§ **What needs to be done**: Copy out, word for word, the lines of the items below, from the line containing "Q: Tag each instance of the framed" through the final line of the items.

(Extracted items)
## Start

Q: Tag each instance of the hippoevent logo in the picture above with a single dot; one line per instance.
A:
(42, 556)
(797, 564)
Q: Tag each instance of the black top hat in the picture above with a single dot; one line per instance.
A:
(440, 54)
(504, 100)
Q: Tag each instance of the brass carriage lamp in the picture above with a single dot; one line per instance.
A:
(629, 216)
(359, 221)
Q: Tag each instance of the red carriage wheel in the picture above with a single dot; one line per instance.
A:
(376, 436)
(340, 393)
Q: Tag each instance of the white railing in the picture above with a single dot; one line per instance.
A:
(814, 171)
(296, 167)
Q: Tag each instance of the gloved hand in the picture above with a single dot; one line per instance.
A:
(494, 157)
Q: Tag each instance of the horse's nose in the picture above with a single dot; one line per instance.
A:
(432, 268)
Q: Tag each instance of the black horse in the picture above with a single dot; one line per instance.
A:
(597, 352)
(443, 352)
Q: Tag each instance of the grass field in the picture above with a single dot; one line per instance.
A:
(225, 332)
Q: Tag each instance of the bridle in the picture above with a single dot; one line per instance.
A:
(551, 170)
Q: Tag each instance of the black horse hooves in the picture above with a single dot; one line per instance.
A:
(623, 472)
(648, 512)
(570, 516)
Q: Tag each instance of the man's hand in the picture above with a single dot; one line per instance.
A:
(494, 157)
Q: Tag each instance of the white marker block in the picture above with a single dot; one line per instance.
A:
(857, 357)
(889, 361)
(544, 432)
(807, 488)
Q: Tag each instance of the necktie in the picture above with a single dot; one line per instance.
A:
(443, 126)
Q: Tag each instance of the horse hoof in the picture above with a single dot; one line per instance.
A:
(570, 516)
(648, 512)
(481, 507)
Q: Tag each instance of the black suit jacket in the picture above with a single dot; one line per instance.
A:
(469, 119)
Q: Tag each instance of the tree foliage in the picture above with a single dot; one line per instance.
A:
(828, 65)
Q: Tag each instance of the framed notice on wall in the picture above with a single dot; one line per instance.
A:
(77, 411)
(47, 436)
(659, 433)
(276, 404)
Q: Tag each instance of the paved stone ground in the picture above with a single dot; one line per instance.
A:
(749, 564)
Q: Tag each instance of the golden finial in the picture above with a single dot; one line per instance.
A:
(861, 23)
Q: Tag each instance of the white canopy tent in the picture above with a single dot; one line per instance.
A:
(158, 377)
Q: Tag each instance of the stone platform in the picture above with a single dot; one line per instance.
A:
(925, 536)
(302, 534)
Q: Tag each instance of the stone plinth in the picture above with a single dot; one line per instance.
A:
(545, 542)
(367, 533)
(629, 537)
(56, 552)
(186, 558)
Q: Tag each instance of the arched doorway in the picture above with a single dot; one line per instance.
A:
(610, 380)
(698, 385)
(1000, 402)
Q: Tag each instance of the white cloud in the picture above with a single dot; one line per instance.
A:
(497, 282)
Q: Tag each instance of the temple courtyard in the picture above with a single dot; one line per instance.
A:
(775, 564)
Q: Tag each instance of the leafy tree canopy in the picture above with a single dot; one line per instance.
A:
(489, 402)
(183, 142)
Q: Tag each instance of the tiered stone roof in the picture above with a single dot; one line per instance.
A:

## End

§ **Answer**:
Q: Tag each instance of the framed notice on wall in the picture above with a single dot; one line per instance.
A:
(77, 411)
(47, 436)
(659, 433)
(276, 404)
Q: Tag each instance of the paved stone ground in the picture above with a single dot; one line per instance.
A:
(749, 564)
Q: Tag each instance of the golden finial in the picture above with a single dot; one line per instance.
A:
(861, 23)
Q: Tag each instance of the white canopy tent in the picture above with a single dot; one line per instance.
A:
(158, 377)
Q: Tag each instance of the stone platform in the picture above with a single dot; one line per instance.
A:
(925, 536)
(302, 534)
Q: Tag each instance of the stone plinth in the picture above with a single dot; one line per instance.
A:
(545, 542)
(367, 533)
(629, 537)
(56, 552)
(186, 558)
Q: Tag each instance of the arched doorway in the picture above with a single dot; one line per instance.
A:
(610, 380)
(698, 385)
(1000, 402)
Q: Tag each instance of the white cloud in the picture above with a single dot; one line per instance.
A:
(497, 282)
Q: Tag each instance of the temple courtyard in the picture above with a single dot; one line per instance.
A:
(775, 564)
Q: Tag each instance of the leafy tree canopy in the picture above with a single dot; one line per instance.
A:
(489, 402)
(183, 142)
Q: Tag each instance of the tiered stone roof in the picture above with a single dot; one line per instance.
A:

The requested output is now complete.